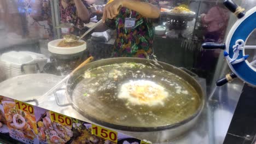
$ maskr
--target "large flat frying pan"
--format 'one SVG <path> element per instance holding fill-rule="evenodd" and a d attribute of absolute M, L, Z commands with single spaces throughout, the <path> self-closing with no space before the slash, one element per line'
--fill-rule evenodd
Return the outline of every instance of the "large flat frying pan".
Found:
<path fill-rule="evenodd" d="M 136 88 L 138 83 L 161 87 L 165 97 L 135 101 L 131 98 L 138 97 L 124 94 L 124 86 Z M 67 81 L 66 96 L 93 122 L 130 131 L 183 127 L 195 121 L 205 101 L 202 88 L 185 72 L 163 62 L 133 58 L 105 59 L 84 66 Z"/>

☆ ☆ ☆ ☆ ☆

• TASK INSTRUCTIONS:
Please quote the listing above word for word, leaving out the picture.

• RESULT FOR THIS EXERCISE:
$ maskr
--target "large flat frying pan"
--format 'one SVG <path> element per instance holding fill-rule="evenodd" and a d attribute of absolute M, L, Z commands with single spaces throughout, the <path> self-closing with no space before the slash, one element per line'
--fill-rule evenodd
Return the outline of every instance of the "large flat frying pan".
Found:
<path fill-rule="evenodd" d="M 136 88 L 138 83 L 161 87 L 165 97 L 135 101 L 131 98 L 138 97 L 124 94 L 124 86 Z M 67 81 L 66 96 L 93 122 L 130 131 L 183 127 L 195 121 L 205 101 L 202 88 L 185 72 L 163 62 L 133 58 L 105 59 L 84 66 Z"/>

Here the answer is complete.